• **INSTRUCTIONS TO FOLLOW**
Reproduce the entire listing below line for line, keeping every character unchanged.

Bounding box annotation entries:
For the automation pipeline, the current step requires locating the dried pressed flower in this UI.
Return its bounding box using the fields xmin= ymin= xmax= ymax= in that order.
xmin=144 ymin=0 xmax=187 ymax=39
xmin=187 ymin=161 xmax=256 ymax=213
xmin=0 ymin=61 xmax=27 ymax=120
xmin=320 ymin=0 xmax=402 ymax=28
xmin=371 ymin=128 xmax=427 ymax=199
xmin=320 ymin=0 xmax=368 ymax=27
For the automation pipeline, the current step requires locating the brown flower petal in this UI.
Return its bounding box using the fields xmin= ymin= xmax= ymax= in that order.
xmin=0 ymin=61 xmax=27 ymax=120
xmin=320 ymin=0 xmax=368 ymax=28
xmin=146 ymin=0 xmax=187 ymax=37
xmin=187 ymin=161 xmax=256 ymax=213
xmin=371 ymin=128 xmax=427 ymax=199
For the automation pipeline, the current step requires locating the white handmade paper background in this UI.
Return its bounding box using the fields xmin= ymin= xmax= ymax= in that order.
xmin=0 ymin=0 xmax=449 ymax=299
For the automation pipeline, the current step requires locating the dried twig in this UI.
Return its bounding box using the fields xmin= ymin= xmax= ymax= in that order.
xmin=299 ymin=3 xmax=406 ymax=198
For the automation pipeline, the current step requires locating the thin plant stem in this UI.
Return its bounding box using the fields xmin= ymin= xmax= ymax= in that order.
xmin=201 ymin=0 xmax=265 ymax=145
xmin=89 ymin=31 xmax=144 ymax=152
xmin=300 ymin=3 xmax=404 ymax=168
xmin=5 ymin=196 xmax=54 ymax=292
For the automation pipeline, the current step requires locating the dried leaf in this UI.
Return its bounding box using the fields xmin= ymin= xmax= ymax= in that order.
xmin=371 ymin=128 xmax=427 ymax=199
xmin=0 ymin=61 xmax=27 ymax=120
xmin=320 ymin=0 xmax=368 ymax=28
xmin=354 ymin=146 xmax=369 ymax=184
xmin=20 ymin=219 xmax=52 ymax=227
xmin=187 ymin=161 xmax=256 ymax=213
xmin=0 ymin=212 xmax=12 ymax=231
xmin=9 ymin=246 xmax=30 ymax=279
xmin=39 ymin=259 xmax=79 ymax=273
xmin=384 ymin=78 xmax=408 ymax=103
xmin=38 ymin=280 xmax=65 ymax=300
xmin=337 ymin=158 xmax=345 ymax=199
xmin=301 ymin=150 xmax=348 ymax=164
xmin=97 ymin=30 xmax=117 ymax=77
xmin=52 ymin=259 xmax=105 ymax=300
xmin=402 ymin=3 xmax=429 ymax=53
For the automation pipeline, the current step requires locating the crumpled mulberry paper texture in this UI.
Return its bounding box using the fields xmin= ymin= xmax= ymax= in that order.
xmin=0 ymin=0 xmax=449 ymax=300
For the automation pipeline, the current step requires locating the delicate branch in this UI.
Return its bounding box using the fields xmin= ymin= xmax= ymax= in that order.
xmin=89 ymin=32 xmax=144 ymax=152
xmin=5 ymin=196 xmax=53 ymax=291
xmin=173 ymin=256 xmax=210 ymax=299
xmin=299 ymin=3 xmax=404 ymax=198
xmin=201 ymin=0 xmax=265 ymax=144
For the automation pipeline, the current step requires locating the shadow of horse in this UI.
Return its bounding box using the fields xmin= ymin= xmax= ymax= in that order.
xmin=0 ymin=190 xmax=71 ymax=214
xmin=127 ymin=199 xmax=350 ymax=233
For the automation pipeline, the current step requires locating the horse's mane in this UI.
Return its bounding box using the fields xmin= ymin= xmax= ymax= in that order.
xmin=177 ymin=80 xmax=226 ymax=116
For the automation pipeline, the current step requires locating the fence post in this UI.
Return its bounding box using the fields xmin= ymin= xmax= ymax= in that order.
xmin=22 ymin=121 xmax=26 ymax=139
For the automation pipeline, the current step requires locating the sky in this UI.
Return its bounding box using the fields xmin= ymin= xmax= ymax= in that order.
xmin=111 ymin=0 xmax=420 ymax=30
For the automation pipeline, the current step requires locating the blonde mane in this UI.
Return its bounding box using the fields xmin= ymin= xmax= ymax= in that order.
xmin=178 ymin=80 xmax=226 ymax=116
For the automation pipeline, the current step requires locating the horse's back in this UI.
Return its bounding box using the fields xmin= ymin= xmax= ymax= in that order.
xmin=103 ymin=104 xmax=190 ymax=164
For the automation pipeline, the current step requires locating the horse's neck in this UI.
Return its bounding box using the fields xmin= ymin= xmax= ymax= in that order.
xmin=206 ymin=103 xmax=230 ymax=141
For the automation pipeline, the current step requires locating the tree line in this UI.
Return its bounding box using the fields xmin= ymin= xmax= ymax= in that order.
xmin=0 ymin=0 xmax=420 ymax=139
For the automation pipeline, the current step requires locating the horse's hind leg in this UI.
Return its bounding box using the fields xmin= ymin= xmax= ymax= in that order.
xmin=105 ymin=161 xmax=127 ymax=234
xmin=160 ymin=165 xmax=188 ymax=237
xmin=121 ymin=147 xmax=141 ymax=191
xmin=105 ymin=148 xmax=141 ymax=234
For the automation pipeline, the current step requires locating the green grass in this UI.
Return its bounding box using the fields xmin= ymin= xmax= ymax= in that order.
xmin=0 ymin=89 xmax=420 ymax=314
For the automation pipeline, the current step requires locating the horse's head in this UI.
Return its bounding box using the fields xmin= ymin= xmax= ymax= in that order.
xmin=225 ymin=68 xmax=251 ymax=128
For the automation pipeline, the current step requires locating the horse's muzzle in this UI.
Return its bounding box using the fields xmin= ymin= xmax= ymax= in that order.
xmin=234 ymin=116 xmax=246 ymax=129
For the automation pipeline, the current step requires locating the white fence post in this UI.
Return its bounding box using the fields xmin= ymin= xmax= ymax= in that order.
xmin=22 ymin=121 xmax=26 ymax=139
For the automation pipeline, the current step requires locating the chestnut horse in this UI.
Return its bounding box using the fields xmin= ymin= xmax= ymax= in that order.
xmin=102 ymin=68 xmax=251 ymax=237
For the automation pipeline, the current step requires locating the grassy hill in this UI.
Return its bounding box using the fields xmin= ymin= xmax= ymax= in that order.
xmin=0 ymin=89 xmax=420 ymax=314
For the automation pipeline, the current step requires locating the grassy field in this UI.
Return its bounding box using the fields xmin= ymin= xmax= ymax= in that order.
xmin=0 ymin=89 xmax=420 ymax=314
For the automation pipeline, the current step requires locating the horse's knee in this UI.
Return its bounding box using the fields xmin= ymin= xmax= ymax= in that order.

• **TASK RESPONSE**
For the automation pipeline, the current step requires locating the dried pressed flower in this UI.
Return its bounding box using the fields xmin= ymin= xmax= ymax= in that order.
xmin=144 ymin=0 xmax=187 ymax=39
xmin=187 ymin=161 xmax=256 ymax=213
xmin=0 ymin=61 xmax=27 ymax=120
xmin=320 ymin=0 xmax=402 ymax=28
xmin=371 ymin=128 xmax=427 ymax=199
xmin=320 ymin=0 xmax=368 ymax=27
For the automation pipeline, the current step requires locating the brown flower petal in this UI.
Return its bounding box using the fields xmin= ymin= xmax= ymax= in that order.
xmin=0 ymin=61 xmax=27 ymax=120
xmin=320 ymin=0 xmax=368 ymax=28
xmin=146 ymin=0 xmax=187 ymax=37
xmin=187 ymin=161 xmax=256 ymax=213
xmin=371 ymin=128 xmax=427 ymax=199
For the automation pipeline, the current step requires locating the white handmade paper background in this UI.
Return its bounding box using the fields xmin= ymin= xmax= ymax= in that order.
xmin=0 ymin=0 xmax=449 ymax=299
For the automation pipeline, the current step requires locating the dried twig in this UI.
Return its bounding box using the fields xmin= ymin= xmax= ymax= in that order.
xmin=299 ymin=3 xmax=406 ymax=198
For the automation pipeline, the current step requires locating the thin plant stem in this UI.
Return its bounding box using the fields xmin= ymin= xmax= ymax= in that order.
xmin=201 ymin=0 xmax=265 ymax=145
xmin=89 ymin=31 xmax=144 ymax=152
xmin=300 ymin=3 xmax=404 ymax=168
xmin=5 ymin=196 xmax=54 ymax=292
For the automation pipeline, the current step requires locating the dried leaf in this UI.
Return its bounding box using the fields xmin= ymin= xmax= ymax= in that order.
xmin=371 ymin=128 xmax=427 ymax=199
xmin=0 ymin=61 xmax=27 ymax=120
xmin=320 ymin=0 xmax=368 ymax=28
xmin=354 ymin=146 xmax=369 ymax=184
xmin=20 ymin=219 xmax=52 ymax=227
xmin=187 ymin=161 xmax=256 ymax=213
xmin=0 ymin=212 xmax=12 ymax=231
xmin=9 ymin=246 xmax=30 ymax=279
xmin=39 ymin=259 xmax=79 ymax=273
xmin=384 ymin=78 xmax=408 ymax=103
xmin=38 ymin=280 xmax=65 ymax=300
xmin=337 ymin=158 xmax=345 ymax=199
xmin=301 ymin=150 xmax=348 ymax=164
xmin=97 ymin=30 xmax=117 ymax=77
xmin=52 ymin=259 xmax=105 ymax=300
xmin=402 ymin=3 xmax=429 ymax=53
For the automation pipeline, the current step requires locating the crumpled mulberry paper texture in this UI.
Return its bounding box using the fields xmin= ymin= xmax= ymax= in that order.
xmin=0 ymin=0 xmax=449 ymax=300
For the automation pipeline, the current step requires locating the delicate branch in this UI.
Return its bounding box using the fields xmin= ymin= xmax= ymax= in that order.
xmin=89 ymin=32 xmax=144 ymax=152
xmin=5 ymin=196 xmax=53 ymax=291
xmin=173 ymin=256 xmax=210 ymax=299
xmin=299 ymin=3 xmax=404 ymax=198
xmin=201 ymin=0 xmax=265 ymax=144
For the automation pipeline, the current step requires locating the shadow of horse in this UI.
Return its bounding box using the fields xmin= ymin= xmax= ymax= in that order.
xmin=0 ymin=190 xmax=71 ymax=214
xmin=127 ymin=199 xmax=350 ymax=233
For the automation pipeline, the current step requires locating the horse's mane in this UI.
Return its bounding box using the fields xmin= ymin= xmax= ymax= in that order.
xmin=177 ymin=80 xmax=226 ymax=116
For the automation pipeline, the current step requires locating the fence post in this UI.
Return its bounding box using the fields xmin= ymin= xmax= ymax= in that order.
xmin=22 ymin=121 xmax=26 ymax=139
For the automation pipeline, the current step requires locating the sky in this UI.
Return its bounding box using the fields xmin= ymin= xmax= ymax= in that order.
xmin=111 ymin=0 xmax=420 ymax=30
For the automation pipeline, the current step requires locating the blonde mane in this UI.
Return its bounding box using the fields xmin= ymin= xmax= ymax= in that order.
xmin=178 ymin=80 xmax=226 ymax=116
For the automation pipeline, the current step requires locating the horse's back in this UI.
Return its bounding box using the fields xmin= ymin= xmax= ymax= in that order.
xmin=103 ymin=104 xmax=190 ymax=164
For the automation pipeline, the current step requires locating the horse's neck in this UI.
Return its bounding box using the fields xmin= ymin= xmax= ymax= in that order.
xmin=206 ymin=103 xmax=230 ymax=141
For the automation pipeline, the current step requires locating the tree line in this UI.
Return its bounding box using the fields xmin= ymin= xmax= ymax= in that order.
xmin=0 ymin=0 xmax=420 ymax=139
For the automation pipeline, the current step requires locating the horse's hind leg in this UI.
Return its bounding box using the fields xmin= ymin= xmax= ymax= in that order.
xmin=105 ymin=161 xmax=127 ymax=234
xmin=160 ymin=165 xmax=188 ymax=237
xmin=121 ymin=147 xmax=141 ymax=191
xmin=105 ymin=148 xmax=141 ymax=234
For the automation pipeline, the current step requires locating the green grass in this UI.
Return its bounding box using the fields xmin= ymin= xmax= ymax= in that order.
xmin=0 ymin=89 xmax=420 ymax=314
For the automation pipeline, the current step requires locating the horse's head in this UI.
Return its bounding box using the fields xmin= ymin= xmax= ymax= in that order.
xmin=225 ymin=68 xmax=251 ymax=128
For the automation pipeline, the current step requires locating the horse's muzzle in this UI.
Return its bounding box using the fields xmin= ymin= xmax= ymax= in that order.
xmin=234 ymin=116 xmax=246 ymax=129
For the automation pipeline, the current step requires locating the white fence post in this UI.
Return its bounding box using the fields xmin= ymin= xmax= ymax= in that order.
xmin=22 ymin=121 xmax=26 ymax=139
For the automation pipeline, the current step requires locating the chestnut horse in this UI.
Return its bounding box using the fields xmin= ymin= xmax= ymax= in that order.
xmin=102 ymin=68 xmax=251 ymax=237
For the automation pipeline, the current step requires locating the grassy hill in this UI.
Return its bounding box using the fields xmin= ymin= xmax= ymax= in that order.
xmin=0 ymin=89 xmax=420 ymax=314
For the automation pipeline, the current step requires locating the grassy field in this UI.
Return its bounding box using the fields xmin= ymin= xmax= ymax= in that order.
xmin=0 ymin=89 xmax=420 ymax=314
For the automation pipeline, the current step requires locating the horse's knee in this UI.
Return its bounding box using the fields xmin= ymin= xmax= ymax= in that order.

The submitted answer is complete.